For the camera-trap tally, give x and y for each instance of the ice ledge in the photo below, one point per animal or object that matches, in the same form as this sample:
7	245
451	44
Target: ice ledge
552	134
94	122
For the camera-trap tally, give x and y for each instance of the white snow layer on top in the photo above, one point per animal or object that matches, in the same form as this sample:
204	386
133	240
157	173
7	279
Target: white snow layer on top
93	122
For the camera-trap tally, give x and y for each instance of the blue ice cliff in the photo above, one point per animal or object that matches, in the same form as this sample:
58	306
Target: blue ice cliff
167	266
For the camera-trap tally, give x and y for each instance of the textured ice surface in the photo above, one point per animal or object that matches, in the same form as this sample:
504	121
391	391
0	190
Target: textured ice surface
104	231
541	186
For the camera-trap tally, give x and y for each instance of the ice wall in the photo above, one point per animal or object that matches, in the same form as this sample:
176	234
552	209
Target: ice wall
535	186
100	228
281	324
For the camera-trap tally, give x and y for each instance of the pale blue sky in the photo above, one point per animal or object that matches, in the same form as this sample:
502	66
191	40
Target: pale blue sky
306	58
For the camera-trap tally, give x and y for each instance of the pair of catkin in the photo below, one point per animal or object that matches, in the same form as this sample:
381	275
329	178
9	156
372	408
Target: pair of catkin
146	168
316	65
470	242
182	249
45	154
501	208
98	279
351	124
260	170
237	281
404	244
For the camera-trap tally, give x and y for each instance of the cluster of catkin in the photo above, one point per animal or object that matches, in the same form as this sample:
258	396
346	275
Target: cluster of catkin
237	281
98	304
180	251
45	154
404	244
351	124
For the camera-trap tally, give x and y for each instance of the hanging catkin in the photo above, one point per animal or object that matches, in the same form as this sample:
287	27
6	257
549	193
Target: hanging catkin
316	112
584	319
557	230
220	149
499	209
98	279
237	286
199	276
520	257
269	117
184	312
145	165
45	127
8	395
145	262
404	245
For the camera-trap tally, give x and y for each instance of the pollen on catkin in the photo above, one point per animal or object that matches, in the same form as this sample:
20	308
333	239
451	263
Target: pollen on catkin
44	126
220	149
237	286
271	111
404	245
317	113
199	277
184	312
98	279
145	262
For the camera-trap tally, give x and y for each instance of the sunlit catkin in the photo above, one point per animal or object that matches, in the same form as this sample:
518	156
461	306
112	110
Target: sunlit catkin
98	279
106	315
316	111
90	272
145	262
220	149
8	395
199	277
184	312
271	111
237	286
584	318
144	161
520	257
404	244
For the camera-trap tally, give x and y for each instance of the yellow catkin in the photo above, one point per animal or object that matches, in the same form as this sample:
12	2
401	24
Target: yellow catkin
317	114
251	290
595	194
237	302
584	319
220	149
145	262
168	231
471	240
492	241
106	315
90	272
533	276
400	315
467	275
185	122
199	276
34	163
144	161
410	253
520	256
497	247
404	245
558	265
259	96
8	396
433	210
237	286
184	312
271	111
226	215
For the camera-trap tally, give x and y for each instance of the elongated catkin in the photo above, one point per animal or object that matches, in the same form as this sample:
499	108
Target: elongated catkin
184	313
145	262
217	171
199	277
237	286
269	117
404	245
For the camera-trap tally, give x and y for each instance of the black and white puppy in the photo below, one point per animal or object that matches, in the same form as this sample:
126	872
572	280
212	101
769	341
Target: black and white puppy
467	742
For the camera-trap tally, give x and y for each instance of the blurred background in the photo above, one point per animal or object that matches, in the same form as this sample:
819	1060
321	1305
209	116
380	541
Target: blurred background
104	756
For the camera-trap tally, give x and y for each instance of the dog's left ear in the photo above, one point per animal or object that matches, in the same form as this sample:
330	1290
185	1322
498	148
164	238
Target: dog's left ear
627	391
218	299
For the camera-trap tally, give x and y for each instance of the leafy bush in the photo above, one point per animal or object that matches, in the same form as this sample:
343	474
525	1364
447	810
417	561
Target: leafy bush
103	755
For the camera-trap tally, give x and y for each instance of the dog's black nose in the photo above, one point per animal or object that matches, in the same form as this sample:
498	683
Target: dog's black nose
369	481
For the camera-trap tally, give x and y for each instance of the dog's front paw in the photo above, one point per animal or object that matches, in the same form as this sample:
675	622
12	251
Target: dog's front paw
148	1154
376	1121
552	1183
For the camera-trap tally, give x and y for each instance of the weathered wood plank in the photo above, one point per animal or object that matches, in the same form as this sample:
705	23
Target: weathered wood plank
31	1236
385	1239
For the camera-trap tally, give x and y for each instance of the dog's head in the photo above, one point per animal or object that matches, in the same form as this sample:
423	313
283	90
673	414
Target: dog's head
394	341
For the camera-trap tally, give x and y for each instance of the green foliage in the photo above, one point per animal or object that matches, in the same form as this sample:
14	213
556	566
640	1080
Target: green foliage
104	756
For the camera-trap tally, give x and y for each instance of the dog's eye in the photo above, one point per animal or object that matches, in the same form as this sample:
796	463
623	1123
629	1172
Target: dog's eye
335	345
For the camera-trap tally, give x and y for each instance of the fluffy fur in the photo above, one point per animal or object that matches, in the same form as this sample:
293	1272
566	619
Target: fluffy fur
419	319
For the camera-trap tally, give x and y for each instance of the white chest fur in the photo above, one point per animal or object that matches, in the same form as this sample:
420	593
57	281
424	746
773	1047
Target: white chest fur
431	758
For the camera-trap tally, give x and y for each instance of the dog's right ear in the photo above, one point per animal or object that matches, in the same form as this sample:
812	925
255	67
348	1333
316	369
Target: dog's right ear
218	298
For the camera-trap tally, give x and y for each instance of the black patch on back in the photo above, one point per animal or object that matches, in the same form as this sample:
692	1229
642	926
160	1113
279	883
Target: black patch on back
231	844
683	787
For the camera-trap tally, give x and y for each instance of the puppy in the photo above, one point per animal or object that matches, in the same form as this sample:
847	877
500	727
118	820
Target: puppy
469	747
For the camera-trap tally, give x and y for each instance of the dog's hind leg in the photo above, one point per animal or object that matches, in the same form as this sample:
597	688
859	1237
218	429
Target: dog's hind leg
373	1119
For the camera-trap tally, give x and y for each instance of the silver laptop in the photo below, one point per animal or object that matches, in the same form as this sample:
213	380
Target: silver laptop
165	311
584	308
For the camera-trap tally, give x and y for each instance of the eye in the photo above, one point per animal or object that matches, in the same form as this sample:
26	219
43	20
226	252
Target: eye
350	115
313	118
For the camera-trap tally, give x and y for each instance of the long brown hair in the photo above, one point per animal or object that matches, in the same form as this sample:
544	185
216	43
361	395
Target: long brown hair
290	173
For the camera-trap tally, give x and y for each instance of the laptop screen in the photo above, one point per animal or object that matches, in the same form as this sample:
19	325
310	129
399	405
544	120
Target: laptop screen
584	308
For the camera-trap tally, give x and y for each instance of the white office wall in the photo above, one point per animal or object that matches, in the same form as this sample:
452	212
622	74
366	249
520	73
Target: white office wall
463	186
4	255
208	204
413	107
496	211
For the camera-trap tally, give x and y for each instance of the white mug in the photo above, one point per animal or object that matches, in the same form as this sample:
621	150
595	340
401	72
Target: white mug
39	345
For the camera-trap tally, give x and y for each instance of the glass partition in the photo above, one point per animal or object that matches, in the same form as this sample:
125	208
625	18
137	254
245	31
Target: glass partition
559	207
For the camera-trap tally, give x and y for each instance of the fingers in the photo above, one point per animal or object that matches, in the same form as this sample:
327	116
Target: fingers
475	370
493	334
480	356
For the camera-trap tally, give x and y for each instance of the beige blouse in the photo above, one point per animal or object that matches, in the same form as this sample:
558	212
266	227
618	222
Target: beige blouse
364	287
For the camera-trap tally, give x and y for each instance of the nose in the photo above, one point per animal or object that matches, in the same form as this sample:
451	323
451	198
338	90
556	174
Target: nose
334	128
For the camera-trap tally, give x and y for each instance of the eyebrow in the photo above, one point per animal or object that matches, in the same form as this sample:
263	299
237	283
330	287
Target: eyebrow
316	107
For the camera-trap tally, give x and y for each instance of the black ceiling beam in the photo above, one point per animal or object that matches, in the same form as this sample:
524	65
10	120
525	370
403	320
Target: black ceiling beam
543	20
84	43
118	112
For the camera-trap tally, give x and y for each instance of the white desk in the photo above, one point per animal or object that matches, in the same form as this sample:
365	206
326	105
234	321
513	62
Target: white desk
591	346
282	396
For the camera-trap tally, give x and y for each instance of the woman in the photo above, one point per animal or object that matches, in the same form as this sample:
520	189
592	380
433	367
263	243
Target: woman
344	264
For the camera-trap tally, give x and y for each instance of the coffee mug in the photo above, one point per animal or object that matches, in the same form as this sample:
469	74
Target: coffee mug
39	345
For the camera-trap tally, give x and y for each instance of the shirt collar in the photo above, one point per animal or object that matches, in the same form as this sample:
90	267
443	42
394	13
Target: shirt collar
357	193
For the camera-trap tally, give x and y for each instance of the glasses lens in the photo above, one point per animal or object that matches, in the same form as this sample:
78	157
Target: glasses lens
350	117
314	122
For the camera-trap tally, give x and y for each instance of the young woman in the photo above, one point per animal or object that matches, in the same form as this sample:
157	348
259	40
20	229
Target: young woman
__________
# [Short exercise]
Everything from the line with "of the glasses" through the last line of the material above should be echoed exactly, and nothing else.

# [Solution to this exercise]
For the camera-trap tally, give x and y for each instance of the glasses lens in the photo above, one point per animal or object that matches, in the same form as this sample:
78	157
Target: glasses lens
350	117
314	122
For the camera-trap tally, give x and y for each instance of the young woman in the photo above, one point per animal or object that matches, in the same form as this sample:
157	348
259	40
20	229
Target: young woman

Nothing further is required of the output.